Provided entries: Begin

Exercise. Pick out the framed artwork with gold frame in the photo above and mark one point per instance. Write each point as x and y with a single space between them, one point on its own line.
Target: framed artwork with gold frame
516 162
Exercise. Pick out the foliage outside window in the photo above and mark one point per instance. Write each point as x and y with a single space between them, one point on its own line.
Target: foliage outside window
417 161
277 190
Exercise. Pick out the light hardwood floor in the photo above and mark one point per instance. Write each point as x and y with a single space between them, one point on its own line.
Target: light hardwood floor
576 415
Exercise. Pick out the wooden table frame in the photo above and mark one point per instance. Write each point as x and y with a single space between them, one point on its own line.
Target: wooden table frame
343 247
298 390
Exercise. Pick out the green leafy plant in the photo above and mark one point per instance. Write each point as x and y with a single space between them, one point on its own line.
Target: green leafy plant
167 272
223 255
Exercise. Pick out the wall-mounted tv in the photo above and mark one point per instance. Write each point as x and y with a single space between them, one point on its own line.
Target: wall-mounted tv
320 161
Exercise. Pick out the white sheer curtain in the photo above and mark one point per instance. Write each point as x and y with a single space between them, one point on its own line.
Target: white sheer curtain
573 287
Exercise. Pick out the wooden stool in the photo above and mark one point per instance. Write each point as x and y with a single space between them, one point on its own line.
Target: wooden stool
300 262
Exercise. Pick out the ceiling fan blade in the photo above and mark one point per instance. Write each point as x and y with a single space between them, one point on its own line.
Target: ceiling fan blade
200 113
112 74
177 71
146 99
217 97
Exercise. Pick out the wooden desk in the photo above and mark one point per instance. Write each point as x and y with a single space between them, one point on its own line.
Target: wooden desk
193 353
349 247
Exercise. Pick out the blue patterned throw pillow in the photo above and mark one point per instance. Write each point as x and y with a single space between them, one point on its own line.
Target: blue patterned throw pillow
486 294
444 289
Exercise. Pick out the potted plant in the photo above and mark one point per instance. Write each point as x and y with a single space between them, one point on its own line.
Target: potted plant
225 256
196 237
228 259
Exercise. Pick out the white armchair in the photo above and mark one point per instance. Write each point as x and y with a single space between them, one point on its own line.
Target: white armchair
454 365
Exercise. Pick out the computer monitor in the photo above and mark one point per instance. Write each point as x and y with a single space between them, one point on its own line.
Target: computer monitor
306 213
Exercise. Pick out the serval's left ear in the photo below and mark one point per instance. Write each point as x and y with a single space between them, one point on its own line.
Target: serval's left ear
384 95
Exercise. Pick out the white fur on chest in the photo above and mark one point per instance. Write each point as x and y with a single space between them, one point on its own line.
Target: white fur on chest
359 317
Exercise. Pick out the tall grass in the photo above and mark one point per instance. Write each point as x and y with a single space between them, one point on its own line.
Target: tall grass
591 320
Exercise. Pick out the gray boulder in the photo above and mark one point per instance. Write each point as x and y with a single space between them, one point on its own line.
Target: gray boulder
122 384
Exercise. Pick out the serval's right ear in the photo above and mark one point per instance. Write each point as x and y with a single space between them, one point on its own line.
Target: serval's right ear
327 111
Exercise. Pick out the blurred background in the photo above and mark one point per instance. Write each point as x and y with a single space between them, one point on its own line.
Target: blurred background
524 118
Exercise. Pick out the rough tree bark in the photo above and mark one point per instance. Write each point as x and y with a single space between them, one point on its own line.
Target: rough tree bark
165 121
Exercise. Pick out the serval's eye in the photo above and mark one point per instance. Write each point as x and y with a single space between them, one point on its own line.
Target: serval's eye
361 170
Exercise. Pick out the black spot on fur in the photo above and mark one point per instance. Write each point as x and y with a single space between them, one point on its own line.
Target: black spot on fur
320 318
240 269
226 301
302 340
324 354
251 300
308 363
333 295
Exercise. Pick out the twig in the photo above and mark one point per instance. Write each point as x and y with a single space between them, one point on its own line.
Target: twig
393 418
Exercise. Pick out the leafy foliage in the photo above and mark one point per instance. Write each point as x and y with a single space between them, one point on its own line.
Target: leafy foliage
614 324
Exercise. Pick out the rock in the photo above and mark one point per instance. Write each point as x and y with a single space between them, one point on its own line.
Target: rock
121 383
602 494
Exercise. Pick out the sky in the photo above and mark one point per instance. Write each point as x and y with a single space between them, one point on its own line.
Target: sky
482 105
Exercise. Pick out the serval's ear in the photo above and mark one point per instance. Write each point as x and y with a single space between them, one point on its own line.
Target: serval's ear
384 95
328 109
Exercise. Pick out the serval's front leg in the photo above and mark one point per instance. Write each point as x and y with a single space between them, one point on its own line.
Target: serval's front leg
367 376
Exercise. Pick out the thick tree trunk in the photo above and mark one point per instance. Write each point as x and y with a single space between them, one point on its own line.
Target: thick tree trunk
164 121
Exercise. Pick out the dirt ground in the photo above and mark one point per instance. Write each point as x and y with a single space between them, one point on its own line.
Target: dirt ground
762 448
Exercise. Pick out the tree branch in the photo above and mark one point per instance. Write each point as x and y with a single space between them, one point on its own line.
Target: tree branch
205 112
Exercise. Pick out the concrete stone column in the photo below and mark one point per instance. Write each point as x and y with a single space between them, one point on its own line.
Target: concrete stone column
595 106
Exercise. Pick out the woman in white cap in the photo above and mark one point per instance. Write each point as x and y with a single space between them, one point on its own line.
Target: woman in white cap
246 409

Provided entries: End

* Problem details
Your task is to retype the entries verbatim, starting with the line that holds "Target: wooden desk" and stopping after the line that holds "Exercise. Pick out the blurred".

* Solution below
Target: wooden desk
193 353
349 247
Exercise. Pick out the blue patterned throw pillow in the photo above and mark one point per instance. Write each point as x and y with a single space between them, one point on its own line.
Target: blue patterned throw pillow
486 294
444 289
Exercise. Pick out the potted plant in the photo above and mark one point per instance. Write each point as x and y with a single space between them, one point on its own line.
Target: potted plant
225 256
196 237
228 259
Exercise. Pick out the white armchair in the photo above and mark one point per instance. Write each point as x and y with a single space between them, one point on its own line.
Target: white armchair
454 365
Exercise. Pick out the computer monitor in the photo above and mark one point per instance. Write each point as x and y with a single space between them, one point on its own line.
Target: computer monitor
306 213
Exercise. Pick out the serval's left ear in the photo below and mark one point per instance. Write each point as x and y with a single space between them, one point on its own line.
Target: serval's left ear
384 95
Exercise. Pick out the white fur on chest in the photo above and mark one point per instance. Write each point as x and y with a single space between them, one point on its own line.
Target: white fur on chest
359 317
Exercise. Pick out the tall grass in the photo above and mark one point per instance. Write each point as x and y with a single space between them, one point on its own line.
Target: tall grass
591 320
Exercise. Pick out the gray boulder in the photo above and mark one point per instance. Write each point as x and y with a single space between them, one point on its own line.
Target: gray boulder
122 384
Exercise. Pick out the serval's right ear in the photo above and mark one point per instance. Write each point as x and y with a single space between them, one point on its own line.
Target: serval's right ear
327 111
Exercise. Pick out the blurred background in the photo above and mark one point per instance. Write each point as x and y with a single space between them, one point on its own line.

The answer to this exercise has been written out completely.